• [WORK TO BE COMPLETED] Exactly reproduce the lines beginning with the line that includes "Label the cabinet" and ending with the last line of the data.

• [RECORD EXCERPTS]
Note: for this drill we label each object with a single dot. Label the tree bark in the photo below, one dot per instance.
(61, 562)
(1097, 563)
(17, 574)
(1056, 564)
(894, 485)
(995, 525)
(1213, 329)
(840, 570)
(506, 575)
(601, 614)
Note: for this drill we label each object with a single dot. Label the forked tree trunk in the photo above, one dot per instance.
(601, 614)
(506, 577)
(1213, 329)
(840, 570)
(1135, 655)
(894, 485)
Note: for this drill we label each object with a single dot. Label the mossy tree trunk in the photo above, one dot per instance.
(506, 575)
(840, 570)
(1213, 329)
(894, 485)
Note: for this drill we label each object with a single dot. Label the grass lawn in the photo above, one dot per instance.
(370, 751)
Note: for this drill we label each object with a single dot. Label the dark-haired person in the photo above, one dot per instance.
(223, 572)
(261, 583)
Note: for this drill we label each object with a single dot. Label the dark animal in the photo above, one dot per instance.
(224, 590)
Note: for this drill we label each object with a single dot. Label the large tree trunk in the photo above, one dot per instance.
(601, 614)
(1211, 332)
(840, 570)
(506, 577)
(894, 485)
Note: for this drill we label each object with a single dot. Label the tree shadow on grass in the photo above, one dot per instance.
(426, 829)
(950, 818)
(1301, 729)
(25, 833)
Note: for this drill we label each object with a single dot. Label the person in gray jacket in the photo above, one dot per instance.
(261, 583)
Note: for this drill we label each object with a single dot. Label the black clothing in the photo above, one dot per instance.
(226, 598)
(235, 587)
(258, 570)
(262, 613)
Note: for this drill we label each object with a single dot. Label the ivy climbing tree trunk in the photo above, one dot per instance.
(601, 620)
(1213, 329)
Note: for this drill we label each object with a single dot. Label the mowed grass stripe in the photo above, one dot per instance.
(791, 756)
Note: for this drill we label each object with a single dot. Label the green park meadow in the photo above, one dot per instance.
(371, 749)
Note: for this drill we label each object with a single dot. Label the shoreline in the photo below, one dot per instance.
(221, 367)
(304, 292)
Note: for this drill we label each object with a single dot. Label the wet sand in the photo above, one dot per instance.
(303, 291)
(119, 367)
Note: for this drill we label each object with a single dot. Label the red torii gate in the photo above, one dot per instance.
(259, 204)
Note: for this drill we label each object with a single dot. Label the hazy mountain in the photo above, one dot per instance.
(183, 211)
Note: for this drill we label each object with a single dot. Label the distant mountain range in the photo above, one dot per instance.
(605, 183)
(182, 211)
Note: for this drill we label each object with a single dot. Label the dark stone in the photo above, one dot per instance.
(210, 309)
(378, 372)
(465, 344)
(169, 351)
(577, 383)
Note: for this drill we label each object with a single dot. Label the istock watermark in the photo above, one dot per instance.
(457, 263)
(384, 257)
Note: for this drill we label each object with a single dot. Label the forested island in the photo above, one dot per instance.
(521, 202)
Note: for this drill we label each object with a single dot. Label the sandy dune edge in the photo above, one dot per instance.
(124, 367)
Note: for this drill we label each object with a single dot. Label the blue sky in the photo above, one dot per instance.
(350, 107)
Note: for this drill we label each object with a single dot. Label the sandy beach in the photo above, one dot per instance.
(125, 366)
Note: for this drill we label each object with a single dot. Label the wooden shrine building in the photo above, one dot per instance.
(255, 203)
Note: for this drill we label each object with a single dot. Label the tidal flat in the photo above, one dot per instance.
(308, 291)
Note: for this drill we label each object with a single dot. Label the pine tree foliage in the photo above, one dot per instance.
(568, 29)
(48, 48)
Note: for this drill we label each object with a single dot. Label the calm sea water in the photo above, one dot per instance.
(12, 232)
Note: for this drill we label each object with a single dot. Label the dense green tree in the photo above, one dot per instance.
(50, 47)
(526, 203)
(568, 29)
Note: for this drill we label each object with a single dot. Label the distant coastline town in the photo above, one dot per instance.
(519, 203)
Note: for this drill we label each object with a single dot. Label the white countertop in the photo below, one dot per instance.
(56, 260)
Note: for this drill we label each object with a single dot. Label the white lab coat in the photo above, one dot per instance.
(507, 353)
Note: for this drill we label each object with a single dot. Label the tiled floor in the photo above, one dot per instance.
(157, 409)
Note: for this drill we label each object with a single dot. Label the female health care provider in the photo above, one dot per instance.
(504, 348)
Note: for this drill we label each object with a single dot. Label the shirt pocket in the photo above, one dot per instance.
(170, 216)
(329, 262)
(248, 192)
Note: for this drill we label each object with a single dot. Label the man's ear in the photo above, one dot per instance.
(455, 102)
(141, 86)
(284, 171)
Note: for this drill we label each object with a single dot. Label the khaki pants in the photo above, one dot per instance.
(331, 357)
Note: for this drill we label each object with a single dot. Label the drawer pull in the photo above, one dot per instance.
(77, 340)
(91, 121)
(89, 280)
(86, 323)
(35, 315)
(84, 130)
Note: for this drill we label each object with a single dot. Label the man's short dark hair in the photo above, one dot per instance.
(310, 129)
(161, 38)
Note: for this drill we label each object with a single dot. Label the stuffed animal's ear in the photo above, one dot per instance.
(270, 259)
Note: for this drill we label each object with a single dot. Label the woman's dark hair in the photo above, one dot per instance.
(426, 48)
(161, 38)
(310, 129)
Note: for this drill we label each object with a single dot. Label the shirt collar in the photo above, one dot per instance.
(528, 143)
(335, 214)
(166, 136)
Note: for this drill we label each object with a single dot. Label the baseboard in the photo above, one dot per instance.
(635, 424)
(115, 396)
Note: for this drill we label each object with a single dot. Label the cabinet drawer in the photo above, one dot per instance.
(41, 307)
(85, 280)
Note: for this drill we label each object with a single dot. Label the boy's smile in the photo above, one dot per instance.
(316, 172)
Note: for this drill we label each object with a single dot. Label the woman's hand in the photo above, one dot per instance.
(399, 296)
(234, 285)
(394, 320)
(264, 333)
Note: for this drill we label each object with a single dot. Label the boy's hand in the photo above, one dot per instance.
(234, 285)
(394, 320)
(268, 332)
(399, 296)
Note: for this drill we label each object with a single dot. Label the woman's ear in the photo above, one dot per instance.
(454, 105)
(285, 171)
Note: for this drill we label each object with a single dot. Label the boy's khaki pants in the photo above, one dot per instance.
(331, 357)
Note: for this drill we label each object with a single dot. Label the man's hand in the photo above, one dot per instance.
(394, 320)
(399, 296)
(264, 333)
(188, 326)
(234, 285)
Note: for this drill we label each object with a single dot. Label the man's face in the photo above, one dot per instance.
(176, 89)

• [RESULT FOR THIS EXERCISE]
Note: for this drill we label each object with a single dot. Label the cabinet drawer in the photo above, one dot per instance.
(41, 307)
(85, 280)
Note: for this drill we label each object with a single dot. Label the boy's smile in the photo above, one dot per instance.
(316, 172)
Note: for this drill we label each object with a single dot. Label the woman's hand in the photo above, one dot per instance.
(399, 296)
(234, 285)
(394, 320)
(264, 333)
Note: for this drill we label each object with a single dot. Label the boy's hand in the photo above, one dot per instance.
(234, 285)
(394, 320)
(268, 332)
(399, 296)
Note: for this drill we label each object with a single dot. Label the woman's ear in the photo above, one dot per instance.
(454, 105)
(285, 171)
Note: for this drill we label each object with a single dot. Label the boy's khaki pants in the photo above, one dot per instance.
(331, 357)
Note: for this drill we label each object with a single dot. Label the man's hand in the photo above, one dot per instance.
(394, 320)
(399, 296)
(264, 333)
(188, 326)
(234, 285)
Note: for this drill we label each object with a single dot. Label the man's face in the photo above, one dot per instance.
(176, 89)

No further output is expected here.